→ Exercise inputs:
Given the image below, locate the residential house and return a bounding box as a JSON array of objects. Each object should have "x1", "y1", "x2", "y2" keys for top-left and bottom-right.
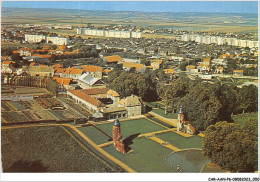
[
  {"x1": 233, "y1": 70, "x2": 244, "y2": 76},
  {"x1": 186, "y1": 65, "x2": 198, "y2": 73},
  {"x1": 61, "y1": 67, "x2": 84, "y2": 80},
  {"x1": 151, "y1": 60, "x2": 163, "y2": 70},
  {"x1": 18, "y1": 47, "x2": 35, "y2": 56},
  {"x1": 163, "y1": 69, "x2": 175, "y2": 74},
  {"x1": 78, "y1": 73, "x2": 106, "y2": 89},
  {"x1": 107, "y1": 89, "x2": 120, "y2": 105},
  {"x1": 215, "y1": 66, "x2": 224, "y2": 74},
  {"x1": 22, "y1": 66, "x2": 54, "y2": 77},
  {"x1": 103, "y1": 55, "x2": 123, "y2": 64},
  {"x1": 118, "y1": 95, "x2": 144, "y2": 117},
  {"x1": 203, "y1": 58, "x2": 210, "y2": 67},
  {"x1": 67, "y1": 89, "x2": 106, "y2": 112},
  {"x1": 81, "y1": 65, "x2": 103, "y2": 79},
  {"x1": 53, "y1": 77, "x2": 72, "y2": 91},
  {"x1": 122, "y1": 62, "x2": 146, "y2": 73}
]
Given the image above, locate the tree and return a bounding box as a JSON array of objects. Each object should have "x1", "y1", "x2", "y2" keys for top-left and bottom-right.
[
  {"x1": 108, "y1": 71, "x2": 158, "y2": 101},
  {"x1": 239, "y1": 85, "x2": 258, "y2": 113},
  {"x1": 202, "y1": 121, "x2": 257, "y2": 172},
  {"x1": 1, "y1": 48, "x2": 13, "y2": 56},
  {"x1": 180, "y1": 62, "x2": 188, "y2": 71}
]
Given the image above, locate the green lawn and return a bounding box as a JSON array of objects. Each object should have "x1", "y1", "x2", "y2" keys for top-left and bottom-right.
[
  {"x1": 103, "y1": 137, "x2": 174, "y2": 172},
  {"x1": 97, "y1": 119, "x2": 166, "y2": 138},
  {"x1": 78, "y1": 125, "x2": 112, "y2": 145},
  {"x1": 233, "y1": 113, "x2": 258, "y2": 126},
  {"x1": 156, "y1": 132, "x2": 202, "y2": 149},
  {"x1": 152, "y1": 109, "x2": 178, "y2": 119}
]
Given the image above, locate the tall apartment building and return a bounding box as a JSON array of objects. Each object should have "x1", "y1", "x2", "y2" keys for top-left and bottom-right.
[
  {"x1": 25, "y1": 35, "x2": 46, "y2": 43},
  {"x1": 25, "y1": 34, "x2": 69, "y2": 45},
  {"x1": 181, "y1": 34, "x2": 258, "y2": 48},
  {"x1": 77, "y1": 28, "x2": 142, "y2": 38},
  {"x1": 46, "y1": 37, "x2": 69, "y2": 45}
]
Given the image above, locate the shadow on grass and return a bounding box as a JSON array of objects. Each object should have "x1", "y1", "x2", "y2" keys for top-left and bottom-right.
[
  {"x1": 123, "y1": 133, "x2": 140, "y2": 153},
  {"x1": 3, "y1": 160, "x2": 48, "y2": 173}
]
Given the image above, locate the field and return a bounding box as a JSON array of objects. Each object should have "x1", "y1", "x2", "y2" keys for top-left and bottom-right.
[
  {"x1": 1, "y1": 126, "x2": 123, "y2": 172},
  {"x1": 156, "y1": 132, "x2": 202, "y2": 149},
  {"x1": 2, "y1": 7, "x2": 258, "y2": 34},
  {"x1": 233, "y1": 113, "x2": 258, "y2": 126},
  {"x1": 1, "y1": 87, "x2": 91, "y2": 123},
  {"x1": 78, "y1": 118, "x2": 210, "y2": 172},
  {"x1": 103, "y1": 138, "x2": 173, "y2": 172}
]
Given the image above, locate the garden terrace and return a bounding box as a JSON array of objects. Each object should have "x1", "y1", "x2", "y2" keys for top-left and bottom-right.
[{"x1": 1, "y1": 126, "x2": 123, "y2": 172}]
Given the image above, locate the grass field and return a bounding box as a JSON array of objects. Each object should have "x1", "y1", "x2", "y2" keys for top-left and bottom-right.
[
  {"x1": 1, "y1": 126, "x2": 118, "y2": 172},
  {"x1": 97, "y1": 119, "x2": 165, "y2": 138},
  {"x1": 233, "y1": 113, "x2": 258, "y2": 126},
  {"x1": 152, "y1": 109, "x2": 178, "y2": 119},
  {"x1": 156, "y1": 132, "x2": 202, "y2": 149},
  {"x1": 78, "y1": 125, "x2": 112, "y2": 145},
  {"x1": 103, "y1": 137, "x2": 173, "y2": 172}
]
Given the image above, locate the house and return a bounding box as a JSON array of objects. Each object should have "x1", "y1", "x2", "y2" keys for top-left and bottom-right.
[
  {"x1": 67, "y1": 89, "x2": 105, "y2": 112},
  {"x1": 81, "y1": 65, "x2": 103, "y2": 79},
  {"x1": 203, "y1": 58, "x2": 210, "y2": 67},
  {"x1": 78, "y1": 73, "x2": 106, "y2": 89},
  {"x1": 103, "y1": 55, "x2": 123, "y2": 64},
  {"x1": 186, "y1": 65, "x2": 198, "y2": 73},
  {"x1": 177, "y1": 107, "x2": 196, "y2": 135},
  {"x1": 118, "y1": 95, "x2": 144, "y2": 117},
  {"x1": 107, "y1": 89, "x2": 120, "y2": 105},
  {"x1": 18, "y1": 47, "x2": 35, "y2": 56},
  {"x1": 122, "y1": 62, "x2": 146, "y2": 73},
  {"x1": 151, "y1": 60, "x2": 163, "y2": 70},
  {"x1": 67, "y1": 88, "x2": 121, "y2": 113},
  {"x1": 1, "y1": 61, "x2": 15, "y2": 69},
  {"x1": 215, "y1": 66, "x2": 224, "y2": 74},
  {"x1": 53, "y1": 77, "x2": 72, "y2": 91},
  {"x1": 163, "y1": 69, "x2": 175, "y2": 74},
  {"x1": 61, "y1": 67, "x2": 84, "y2": 80},
  {"x1": 218, "y1": 54, "x2": 234, "y2": 59},
  {"x1": 22, "y1": 66, "x2": 54, "y2": 77},
  {"x1": 233, "y1": 70, "x2": 244, "y2": 76},
  {"x1": 1, "y1": 61, "x2": 16, "y2": 74}
]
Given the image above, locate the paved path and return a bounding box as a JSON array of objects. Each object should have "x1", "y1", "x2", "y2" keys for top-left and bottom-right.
[
  {"x1": 59, "y1": 99, "x2": 86, "y2": 118},
  {"x1": 145, "y1": 117, "x2": 170, "y2": 129},
  {"x1": 63, "y1": 124, "x2": 136, "y2": 173},
  {"x1": 148, "y1": 137, "x2": 181, "y2": 152},
  {"x1": 1, "y1": 124, "x2": 136, "y2": 173},
  {"x1": 149, "y1": 111, "x2": 178, "y2": 127},
  {"x1": 198, "y1": 133, "x2": 205, "y2": 138}
]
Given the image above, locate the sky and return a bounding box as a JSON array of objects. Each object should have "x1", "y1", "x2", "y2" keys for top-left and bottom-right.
[{"x1": 2, "y1": 1, "x2": 258, "y2": 13}]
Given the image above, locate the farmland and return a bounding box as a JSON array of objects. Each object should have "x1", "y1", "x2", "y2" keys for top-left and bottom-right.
[
  {"x1": 1, "y1": 87, "x2": 91, "y2": 123},
  {"x1": 1, "y1": 126, "x2": 122, "y2": 172},
  {"x1": 2, "y1": 7, "x2": 258, "y2": 33},
  {"x1": 78, "y1": 118, "x2": 213, "y2": 172}
]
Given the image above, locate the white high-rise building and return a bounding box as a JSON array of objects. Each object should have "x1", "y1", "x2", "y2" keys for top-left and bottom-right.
[
  {"x1": 46, "y1": 37, "x2": 69, "y2": 45},
  {"x1": 77, "y1": 28, "x2": 142, "y2": 38},
  {"x1": 25, "y1": 34, "x2": 46, "y2": 43}
]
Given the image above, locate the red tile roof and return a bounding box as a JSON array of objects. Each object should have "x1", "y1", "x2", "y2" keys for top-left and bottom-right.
[
  {"x1": 81, "y1": 65, "x2": 103, "y2": 72},
  {"x1": 68, "y1": 89, "x2": 105, "y2": 107},
  {"x1": 104, "y1": 55, "x2": 123, "y2": 63},
  {"x1": 53, "y1": 77, "x2": 72, "y2": 85},
  {"x1": 2, "y1": 61, "x2": 14, "y2": 65}
]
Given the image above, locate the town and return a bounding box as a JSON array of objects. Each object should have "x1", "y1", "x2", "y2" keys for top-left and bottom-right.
[{"x1": 1, "y1": 2, "x2": 258, "y2": 177}]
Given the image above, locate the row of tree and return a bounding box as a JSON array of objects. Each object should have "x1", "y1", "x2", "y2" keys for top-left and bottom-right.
[
  {"x1": 202, "y1": 119, "x2": 258, "y2": 172},
  {"x1": 105, "y1": 69, "x2": 169, "y2": 101},
  {"x1": 157, "y1": 77, "x2": 258, "y2": 130}
]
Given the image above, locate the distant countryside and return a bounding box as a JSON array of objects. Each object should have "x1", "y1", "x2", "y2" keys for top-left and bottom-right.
[{"x1": 1, "y1": 1, "x2": 259, "y2": 177}]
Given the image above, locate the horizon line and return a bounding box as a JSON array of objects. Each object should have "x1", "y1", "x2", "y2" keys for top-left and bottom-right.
[{"x1": 2, "y1": 6, "x2": 258, "y2": 14}]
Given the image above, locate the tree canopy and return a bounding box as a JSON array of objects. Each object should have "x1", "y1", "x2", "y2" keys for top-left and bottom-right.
[
  {"x1": 202, "y1": 121, "x2": 258, "y2": 172},
  {"x1": 107, "y1": 70, "x2": 158, "y2": 101}
]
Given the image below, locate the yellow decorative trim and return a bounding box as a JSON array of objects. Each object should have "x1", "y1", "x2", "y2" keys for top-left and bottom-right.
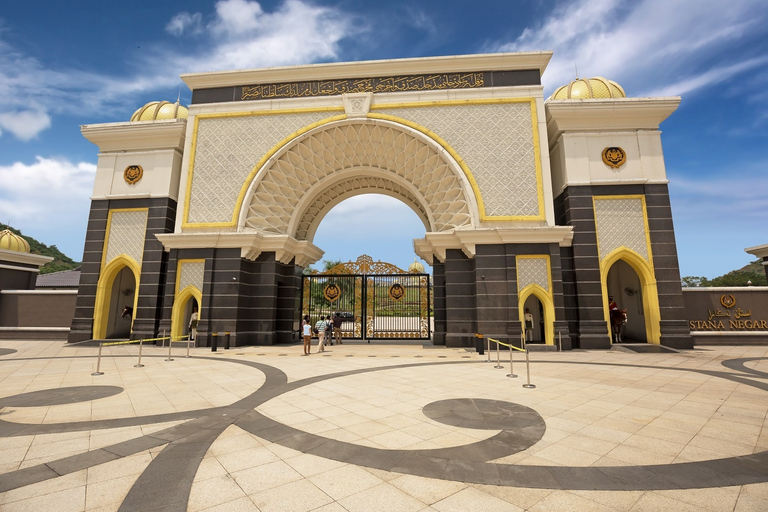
[
  {"x1": 515, "y1": 254, "x2": 555, "y2": 345},
  {"x1": 181, "y1": 107, "x2": 347, "y2": 228},
  {"x1": 101, "y1": 208, "x2": 149, "y2": 272},
  {"x1": 93, "y1": 253, "x2": 141, "y2": 340},
  {"x1": 600, "y1": 247, "x2": 661, "y2": 344},
  {"x1": 368, "y1": 98, "x2": 546, "y2": 222}
]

→ Objective:
Return every line of the listing above that contains the word "below".

→ Right answer:
Given the image below, locate the residential house and return a bounding box as a JSON array of objects. Each object should have "x1", "y1", "x2", "y2" keys for top-left and bottom-right.
Given the image below, locate the yellow decorative trim and return a bounding box as a JSON array of objects. Each object should have "x1", "y1", "x2", "y2" keys for top-left and bottom-right.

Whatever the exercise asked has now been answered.